» **Excerpts from a location annotation dataset**
☆ ☆ ☆ ☆ ☆ ☆ ☆

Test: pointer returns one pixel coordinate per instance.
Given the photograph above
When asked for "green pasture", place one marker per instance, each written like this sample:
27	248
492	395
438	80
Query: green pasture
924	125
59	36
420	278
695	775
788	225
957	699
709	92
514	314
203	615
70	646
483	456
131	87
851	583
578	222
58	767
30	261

☆ ☆ ☆ ☆ ☆ ☆ ☆

» **Request**
Format the lines above as a Markdown table with two columns, Row and Line, putting the row number in the first and each line in the second. Leave out any blank lines.

» **Response to this task**
| Row | Line |
|---|---|
| 1 | Test: pointer returns one pixel coordinate per instance. |
| 2 | Given the photograph above |
| 3 | When asked for "green pasture", place one marker per instance, each written like this sample: |
| 4 | 27	248 |
| 5 | 492	395 |
| 6 | 438	80 |
| 7 | Query: green pasture |
| 8 | 924	125 |
| 9 | 59	36 |
| 10 | 420	278 |
| 11 | 695	775 |
| 12 | 788	225 |
| 13 | 957	699 |
| 14 | 709	92 |
| 15 | 514	314 |
| 16 | 203	615 |
| 17 | 70	646 |
| 18 | 483	456 |
| 19 | 131	87 |
| 20 | 851	583 |
| 21 | 578	222 |
| 22 | 58	767 |
| 23 | 30	261 |